◆ **Exercise aim**:
Nothing other than the lines from the one containing "Where can the sleeveless" through the close of the entries below should be printed, each exactly.

◆ **Input rows**:
--- Begin ---
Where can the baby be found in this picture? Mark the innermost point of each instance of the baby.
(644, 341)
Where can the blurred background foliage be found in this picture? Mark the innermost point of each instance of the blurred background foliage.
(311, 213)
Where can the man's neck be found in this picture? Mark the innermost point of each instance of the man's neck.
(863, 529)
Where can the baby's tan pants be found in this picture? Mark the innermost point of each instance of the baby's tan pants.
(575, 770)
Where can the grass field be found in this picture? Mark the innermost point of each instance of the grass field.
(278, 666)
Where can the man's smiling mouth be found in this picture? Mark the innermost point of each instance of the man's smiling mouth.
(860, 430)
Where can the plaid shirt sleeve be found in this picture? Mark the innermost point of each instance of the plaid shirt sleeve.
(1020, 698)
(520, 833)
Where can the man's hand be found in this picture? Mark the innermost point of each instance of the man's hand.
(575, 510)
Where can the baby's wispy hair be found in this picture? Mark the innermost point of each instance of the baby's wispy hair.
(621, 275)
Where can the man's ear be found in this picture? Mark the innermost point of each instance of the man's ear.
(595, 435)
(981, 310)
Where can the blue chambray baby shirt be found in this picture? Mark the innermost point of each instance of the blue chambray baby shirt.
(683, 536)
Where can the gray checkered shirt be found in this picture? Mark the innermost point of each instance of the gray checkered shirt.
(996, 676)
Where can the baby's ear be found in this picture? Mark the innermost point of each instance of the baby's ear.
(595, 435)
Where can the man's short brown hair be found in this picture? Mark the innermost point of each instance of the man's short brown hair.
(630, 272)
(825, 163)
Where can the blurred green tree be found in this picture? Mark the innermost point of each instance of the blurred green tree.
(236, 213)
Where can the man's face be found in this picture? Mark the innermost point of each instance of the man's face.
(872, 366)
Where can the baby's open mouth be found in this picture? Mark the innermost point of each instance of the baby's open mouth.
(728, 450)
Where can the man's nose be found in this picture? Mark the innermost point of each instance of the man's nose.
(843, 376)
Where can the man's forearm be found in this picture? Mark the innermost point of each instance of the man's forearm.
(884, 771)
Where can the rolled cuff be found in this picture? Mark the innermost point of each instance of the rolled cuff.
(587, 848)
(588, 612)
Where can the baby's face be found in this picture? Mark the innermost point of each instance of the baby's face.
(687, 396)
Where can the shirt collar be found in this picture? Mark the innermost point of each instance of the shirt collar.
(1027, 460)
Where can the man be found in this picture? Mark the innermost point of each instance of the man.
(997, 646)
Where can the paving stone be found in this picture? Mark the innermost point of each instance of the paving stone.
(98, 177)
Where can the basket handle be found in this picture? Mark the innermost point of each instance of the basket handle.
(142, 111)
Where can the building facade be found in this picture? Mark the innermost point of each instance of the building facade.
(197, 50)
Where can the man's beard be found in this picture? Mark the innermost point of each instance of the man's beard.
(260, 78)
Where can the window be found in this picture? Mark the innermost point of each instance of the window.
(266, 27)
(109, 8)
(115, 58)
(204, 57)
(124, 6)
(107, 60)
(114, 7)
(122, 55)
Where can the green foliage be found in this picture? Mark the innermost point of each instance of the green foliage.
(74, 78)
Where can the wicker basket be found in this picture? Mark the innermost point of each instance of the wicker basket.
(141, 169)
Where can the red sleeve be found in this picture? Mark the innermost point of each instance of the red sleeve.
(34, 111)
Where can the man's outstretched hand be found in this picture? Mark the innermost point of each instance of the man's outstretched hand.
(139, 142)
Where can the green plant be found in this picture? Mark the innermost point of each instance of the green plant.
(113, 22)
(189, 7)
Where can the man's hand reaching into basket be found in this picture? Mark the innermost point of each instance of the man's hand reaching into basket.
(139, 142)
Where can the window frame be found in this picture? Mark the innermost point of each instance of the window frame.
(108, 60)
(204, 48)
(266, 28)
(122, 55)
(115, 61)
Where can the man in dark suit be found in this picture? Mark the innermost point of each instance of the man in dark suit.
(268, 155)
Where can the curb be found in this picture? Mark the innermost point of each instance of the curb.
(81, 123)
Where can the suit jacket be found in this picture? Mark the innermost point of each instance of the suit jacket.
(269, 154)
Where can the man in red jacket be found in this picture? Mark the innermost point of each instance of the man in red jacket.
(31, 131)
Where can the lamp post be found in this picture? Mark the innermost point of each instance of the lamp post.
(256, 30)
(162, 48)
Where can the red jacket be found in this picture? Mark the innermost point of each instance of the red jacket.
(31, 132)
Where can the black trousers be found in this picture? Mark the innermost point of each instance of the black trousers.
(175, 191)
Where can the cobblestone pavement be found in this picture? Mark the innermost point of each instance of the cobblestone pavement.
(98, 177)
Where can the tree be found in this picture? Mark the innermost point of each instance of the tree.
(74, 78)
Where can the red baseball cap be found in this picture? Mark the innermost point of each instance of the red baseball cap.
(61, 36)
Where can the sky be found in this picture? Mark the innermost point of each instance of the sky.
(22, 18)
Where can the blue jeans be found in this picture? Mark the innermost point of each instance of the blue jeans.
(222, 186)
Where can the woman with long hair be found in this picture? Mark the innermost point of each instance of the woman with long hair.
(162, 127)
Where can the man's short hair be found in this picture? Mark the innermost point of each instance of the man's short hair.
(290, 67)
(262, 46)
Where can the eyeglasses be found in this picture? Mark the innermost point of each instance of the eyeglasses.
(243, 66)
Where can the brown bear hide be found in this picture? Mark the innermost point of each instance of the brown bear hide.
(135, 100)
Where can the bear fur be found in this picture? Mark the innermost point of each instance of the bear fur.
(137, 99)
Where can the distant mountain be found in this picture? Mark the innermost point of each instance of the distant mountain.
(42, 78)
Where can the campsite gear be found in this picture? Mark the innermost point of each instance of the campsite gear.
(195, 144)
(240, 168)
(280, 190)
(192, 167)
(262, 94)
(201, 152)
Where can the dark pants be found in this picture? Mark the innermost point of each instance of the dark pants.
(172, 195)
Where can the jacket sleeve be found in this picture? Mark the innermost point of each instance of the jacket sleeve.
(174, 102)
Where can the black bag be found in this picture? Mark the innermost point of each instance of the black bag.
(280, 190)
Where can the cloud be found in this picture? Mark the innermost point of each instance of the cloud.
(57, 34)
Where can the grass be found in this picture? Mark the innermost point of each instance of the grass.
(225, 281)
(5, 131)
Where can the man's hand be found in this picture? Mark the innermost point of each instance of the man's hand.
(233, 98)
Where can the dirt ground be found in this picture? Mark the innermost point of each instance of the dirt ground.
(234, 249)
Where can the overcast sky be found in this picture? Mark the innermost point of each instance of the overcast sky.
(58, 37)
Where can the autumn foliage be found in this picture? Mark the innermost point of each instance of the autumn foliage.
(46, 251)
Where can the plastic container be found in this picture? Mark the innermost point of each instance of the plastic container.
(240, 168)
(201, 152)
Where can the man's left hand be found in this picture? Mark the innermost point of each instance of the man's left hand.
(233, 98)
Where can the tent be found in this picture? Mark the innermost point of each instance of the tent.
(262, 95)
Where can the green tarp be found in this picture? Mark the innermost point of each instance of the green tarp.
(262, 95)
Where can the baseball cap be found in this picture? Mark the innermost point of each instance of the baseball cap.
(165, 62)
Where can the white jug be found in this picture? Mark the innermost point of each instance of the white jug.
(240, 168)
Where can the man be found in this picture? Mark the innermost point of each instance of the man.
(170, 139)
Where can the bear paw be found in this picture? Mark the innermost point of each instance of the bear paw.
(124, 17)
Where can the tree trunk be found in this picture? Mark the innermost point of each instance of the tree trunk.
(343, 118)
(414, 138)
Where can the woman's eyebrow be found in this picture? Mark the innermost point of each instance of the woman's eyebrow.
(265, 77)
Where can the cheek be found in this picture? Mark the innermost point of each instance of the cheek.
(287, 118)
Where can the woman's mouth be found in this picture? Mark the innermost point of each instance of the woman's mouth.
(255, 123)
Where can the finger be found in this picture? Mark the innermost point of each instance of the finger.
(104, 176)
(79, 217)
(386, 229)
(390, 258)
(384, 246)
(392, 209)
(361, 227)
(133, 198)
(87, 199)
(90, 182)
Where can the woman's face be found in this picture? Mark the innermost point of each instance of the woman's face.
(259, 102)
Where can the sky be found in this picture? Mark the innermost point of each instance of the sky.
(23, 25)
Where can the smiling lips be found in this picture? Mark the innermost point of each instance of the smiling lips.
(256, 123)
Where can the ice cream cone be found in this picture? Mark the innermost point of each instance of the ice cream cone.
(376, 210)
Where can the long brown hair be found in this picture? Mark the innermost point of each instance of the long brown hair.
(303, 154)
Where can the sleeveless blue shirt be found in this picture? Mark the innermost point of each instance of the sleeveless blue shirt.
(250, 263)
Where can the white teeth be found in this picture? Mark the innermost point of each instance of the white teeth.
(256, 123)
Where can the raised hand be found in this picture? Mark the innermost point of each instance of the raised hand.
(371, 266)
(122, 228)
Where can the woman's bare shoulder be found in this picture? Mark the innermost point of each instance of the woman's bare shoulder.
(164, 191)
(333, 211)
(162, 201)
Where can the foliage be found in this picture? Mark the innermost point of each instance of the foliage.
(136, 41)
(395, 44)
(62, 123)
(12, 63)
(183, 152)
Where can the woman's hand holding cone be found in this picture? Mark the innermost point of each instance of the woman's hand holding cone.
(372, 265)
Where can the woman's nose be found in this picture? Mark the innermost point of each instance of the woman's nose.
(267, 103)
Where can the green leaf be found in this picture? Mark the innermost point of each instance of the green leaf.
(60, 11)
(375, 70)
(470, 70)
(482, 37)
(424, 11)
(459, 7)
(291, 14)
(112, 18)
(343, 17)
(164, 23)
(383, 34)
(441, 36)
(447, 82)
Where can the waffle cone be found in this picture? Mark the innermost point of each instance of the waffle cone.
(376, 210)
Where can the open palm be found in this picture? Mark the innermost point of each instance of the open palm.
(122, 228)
--- End ---
◆ **Final result**:
Where can the sleeveless blue shirt be found in this picture? Mark the innermost point of each instance of the sleeveless blue shirt.
(250, 263)
Where can the white teeth be found in this picture? Mark the innermost point of each instance of the white teeth.
(256, 123)
Where can the raised hand be found in this picture? Mark the innermost point of each instance of the raised hand.
(371, 266)
(122, 228)
Where can the woman's bare shoulder be found in this picture? Mark the innermost point of each instance of the woman's bare shoulder.
(164, 191)
(333, 211)
(162, 201)
Where can the foliage be found in this picture? Mark the innermost point of each instance of the foliage.
(136, 41)
(395, 44)
(62, 123)
(12, 63)
(183, 152)
Where can the woman's hand holding cone be found in this picture? Mark the innermost point of each instance of the woman's hand holding cone.
(372, 265)
Where can the woman's nose be found in this picture? Mark the innermost point of each instance of the woman's nose.
(267, 103)
Where can the green leaf be found in this picture? Mark the innermost point of each instance of the green leaf.
(60, 11)
(375, 70)
(470, 70)
(482, 37)
(424, 11)
(459, 7)
(291, 14)
(112, 18)
(343, 17)
(164, 23)
(383, 34)
(441, 36)
(447, 82)
Where can the waffle cone be found in this picture? Mark the innermost point of each instance of the waffle cone.
(376, 210)
Where can the open palm be found in this picture? Mark the innermost point of each instance of the open palm.
(122, 228)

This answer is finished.